__EXERCISE PROMPT__:
In the forum thread about table saw kickback, list every username that appears as a post heading.

__QUOTED PASSAGE__:
He's got a miter slot tuning video that's great. I barely remember my dad doing that years ago but I had long forgotten about it until i saw it on Toms site last night.

I'll be exploreing his site more this weekend.


----------



## HorizontalMike (Jun 3, 2010)

My only TS kick-back came when trying to rip 3/8in X 1/4in stock for window pane retainers. I was trying to rip from TOO small of a base piece of stock (maybe 1in to 1 1/2in wide). Had the riving knife on, but the piece was smaller than my fence mounted Board Buddies could reach to hold down. I was using two push blocks, each about 12-18in in length. POW, and I found my small piece of stock ~30ft behind me out in the driveway (had the door up at the time).

Got a minor scrape at the base of my left hand and no damage to my right, but BOTH push blocks were knocked out of my hands. It was like an explosion and I stood there for several seconds, trying to process what had just happened.

Next time I need to rip strips that small, I will either use a really wide piece to rip from on the TS, or better yet, use the BS instead!


----------



## grandpaj (Jan 20, 2008)

Thanks Roger
Like I said I was not sure where to place the video. For a push stick I use 1/2 or 3/4 inch dowell rod 1/2 inch with rubber crutch tips on the end


----------



## xwingace (Apr 25, 2011)

Wow… I've been putting off getting a new table saw, but now I think I have to! That was scary!


----------



## NBeener (Sep 16, 2009)

I haven't (yet) had a TS kickback, but … on my router table … once.

I think the shop wall is probably 25- 30' away from the router table, but the piece hit that wall, and shattered.

It had THAT much force behind it.

Respect.


----------



## SisQMark (Apr 13, 2011)

A very eye opening video. Thanks for the reminder in safety we should all be following. Unfortunately with my table saw, it's an old P.O. junk. The thing is falling apart. I have it mounted to a table (it's a small old delta table top model). When I acquired it, it had no guards at all. I have to make it work because it's all I have. I want to get a new one but can't afford it. I'm disabled and have very limited income. I've been eyeballing the new De Walt table saw. Some day I'll get it! For now I guess I'm still a idiot. No accident as of yet. Thank god for that. Maybe cause I do respect it. Thanks for the video Roger, my eyes are open even farther now!


----------



## MoPower (Feb 6, 2009)

SisQ keep saving your money and when you are ready look on ebay, I see unisaws in excellent condition on there all the time for $500- $1000. There are always couple listed in California in that price range.


----------



## reggiek (Jun 12, 2009)

The biggest cause of kickbacks…etc….is losing concentration. Every time I get distracted…or am not paying attention directly to what I am doing….bam….something goes wrong….and that split second or so it takes to get your concentration back on the piece is too long as things are already headed for disaster.

I have seen that video before….but always good to refresh your mind on how dangerous things can be if you are not totally invested in what your are doing at the moment. Never turn away while operating a piece of machinery….plan a cut all the way through and keep everything you need (like a push stick) at hand or in plain view so that you do not have to look away to get it.

__RAW DATA__:
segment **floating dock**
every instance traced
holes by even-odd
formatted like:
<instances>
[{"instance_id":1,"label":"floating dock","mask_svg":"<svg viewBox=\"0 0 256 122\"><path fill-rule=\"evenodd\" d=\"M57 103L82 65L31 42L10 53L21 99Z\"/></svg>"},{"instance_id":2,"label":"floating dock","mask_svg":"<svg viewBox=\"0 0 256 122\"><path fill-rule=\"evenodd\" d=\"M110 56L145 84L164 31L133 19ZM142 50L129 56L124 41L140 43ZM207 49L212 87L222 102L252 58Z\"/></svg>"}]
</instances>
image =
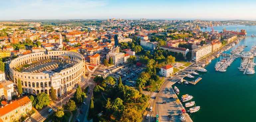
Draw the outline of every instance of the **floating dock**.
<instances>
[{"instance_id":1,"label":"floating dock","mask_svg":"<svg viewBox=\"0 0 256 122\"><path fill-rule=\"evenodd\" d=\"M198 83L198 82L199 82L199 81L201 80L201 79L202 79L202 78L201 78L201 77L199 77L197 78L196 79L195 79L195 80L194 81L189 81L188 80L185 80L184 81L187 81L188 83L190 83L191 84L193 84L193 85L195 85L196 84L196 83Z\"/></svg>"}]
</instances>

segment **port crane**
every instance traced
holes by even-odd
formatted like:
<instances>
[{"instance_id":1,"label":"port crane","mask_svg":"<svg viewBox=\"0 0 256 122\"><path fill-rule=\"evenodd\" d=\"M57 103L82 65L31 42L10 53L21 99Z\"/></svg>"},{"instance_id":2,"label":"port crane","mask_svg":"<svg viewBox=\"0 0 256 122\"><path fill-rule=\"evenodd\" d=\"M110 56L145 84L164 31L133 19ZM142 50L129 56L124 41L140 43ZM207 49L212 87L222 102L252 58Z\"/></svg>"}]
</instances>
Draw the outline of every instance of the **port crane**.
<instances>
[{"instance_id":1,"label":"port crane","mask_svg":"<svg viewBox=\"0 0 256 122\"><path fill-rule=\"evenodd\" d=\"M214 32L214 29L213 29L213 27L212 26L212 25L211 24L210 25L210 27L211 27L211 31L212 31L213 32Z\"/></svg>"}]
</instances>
--
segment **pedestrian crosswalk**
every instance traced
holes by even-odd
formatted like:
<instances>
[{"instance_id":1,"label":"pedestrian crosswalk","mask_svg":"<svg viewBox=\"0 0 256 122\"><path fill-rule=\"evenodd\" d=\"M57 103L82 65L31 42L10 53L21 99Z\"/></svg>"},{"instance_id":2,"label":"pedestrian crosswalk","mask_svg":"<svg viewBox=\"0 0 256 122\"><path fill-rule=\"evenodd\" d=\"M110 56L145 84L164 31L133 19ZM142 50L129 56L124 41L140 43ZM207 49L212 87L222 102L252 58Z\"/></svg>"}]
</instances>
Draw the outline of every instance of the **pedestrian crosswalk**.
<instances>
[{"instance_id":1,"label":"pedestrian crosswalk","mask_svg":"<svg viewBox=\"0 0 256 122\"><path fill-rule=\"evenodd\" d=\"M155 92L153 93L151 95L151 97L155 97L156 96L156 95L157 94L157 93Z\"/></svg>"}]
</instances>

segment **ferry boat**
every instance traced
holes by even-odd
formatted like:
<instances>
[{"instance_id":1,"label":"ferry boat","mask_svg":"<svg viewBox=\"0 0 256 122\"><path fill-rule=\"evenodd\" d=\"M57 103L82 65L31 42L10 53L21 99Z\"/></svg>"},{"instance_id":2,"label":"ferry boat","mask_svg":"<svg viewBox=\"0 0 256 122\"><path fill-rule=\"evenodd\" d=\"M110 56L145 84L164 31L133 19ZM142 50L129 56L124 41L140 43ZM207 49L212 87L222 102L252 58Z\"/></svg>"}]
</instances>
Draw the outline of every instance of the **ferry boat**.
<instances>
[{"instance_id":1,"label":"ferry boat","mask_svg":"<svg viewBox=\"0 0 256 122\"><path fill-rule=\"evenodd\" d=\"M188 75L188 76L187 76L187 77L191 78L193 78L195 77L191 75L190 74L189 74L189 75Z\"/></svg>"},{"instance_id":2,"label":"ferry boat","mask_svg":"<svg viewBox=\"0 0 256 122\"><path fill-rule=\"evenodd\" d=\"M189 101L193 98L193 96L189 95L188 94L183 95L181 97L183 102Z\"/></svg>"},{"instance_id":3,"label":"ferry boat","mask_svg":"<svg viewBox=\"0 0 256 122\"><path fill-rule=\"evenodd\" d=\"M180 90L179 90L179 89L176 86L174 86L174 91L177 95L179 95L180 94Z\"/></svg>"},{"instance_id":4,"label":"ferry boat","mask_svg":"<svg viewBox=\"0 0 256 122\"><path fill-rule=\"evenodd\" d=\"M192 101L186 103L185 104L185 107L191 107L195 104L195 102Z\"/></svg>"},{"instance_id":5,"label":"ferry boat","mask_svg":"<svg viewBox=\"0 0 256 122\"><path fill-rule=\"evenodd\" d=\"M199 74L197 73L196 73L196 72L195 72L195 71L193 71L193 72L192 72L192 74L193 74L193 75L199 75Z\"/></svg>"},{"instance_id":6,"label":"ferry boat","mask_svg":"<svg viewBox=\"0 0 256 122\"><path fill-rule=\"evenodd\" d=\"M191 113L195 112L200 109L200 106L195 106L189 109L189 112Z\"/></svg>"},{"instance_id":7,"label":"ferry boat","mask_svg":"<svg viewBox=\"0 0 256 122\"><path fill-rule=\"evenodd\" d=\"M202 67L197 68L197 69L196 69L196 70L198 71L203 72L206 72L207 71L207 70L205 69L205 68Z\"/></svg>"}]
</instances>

__RESPONSE BELOW__:
HorizontalMike, grandpaj, xwingace, NBeener, SisQMark, MoPower, reggiek